*Aim of the task*:
Rewrite the listing, requests included, starting at the line that contains "Task: the component shall indicate the rocky" and ending at the end of the listing, and shift every answer point coordinate up by 81.

*Given entries*:

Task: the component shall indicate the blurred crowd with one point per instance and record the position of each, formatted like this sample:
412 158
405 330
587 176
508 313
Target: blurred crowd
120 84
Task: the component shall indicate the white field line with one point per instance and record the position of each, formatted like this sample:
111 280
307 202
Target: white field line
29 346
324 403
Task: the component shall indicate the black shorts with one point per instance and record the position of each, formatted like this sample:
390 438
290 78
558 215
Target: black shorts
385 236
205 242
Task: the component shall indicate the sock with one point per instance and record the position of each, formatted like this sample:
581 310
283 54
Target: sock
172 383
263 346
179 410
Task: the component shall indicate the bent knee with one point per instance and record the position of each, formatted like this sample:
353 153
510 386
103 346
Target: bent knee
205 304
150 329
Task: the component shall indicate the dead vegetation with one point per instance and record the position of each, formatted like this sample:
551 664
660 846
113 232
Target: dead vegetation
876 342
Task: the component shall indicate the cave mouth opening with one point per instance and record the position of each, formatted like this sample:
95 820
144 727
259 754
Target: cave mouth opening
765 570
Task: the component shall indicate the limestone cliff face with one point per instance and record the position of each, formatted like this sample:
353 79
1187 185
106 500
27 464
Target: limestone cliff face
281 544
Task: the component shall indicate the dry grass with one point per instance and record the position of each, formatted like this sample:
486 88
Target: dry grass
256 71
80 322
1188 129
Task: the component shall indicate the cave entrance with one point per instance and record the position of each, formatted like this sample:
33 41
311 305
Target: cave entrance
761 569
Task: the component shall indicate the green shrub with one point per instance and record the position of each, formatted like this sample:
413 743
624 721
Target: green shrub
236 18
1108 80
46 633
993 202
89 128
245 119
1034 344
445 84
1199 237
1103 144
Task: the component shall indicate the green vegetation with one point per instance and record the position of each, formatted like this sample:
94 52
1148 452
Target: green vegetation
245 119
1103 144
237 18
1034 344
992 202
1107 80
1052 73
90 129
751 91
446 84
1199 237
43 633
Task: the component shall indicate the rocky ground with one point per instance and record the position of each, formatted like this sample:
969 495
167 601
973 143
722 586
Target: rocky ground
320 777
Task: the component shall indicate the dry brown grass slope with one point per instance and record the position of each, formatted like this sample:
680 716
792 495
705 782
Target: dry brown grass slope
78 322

*Exercise solution*:
Task: the component shall indicate the rocky ground with one point per instance and record the position of each, formatted like this sample:
969 495
167 601
973 143
722 586
Target: rocky ground
401 858
Task: the component shall indicate the dry brown grass slope with one point per instance and record the position of each, formatted like this sample:
680 716
792 495
705 782
Target: dry brown grass slope
159 403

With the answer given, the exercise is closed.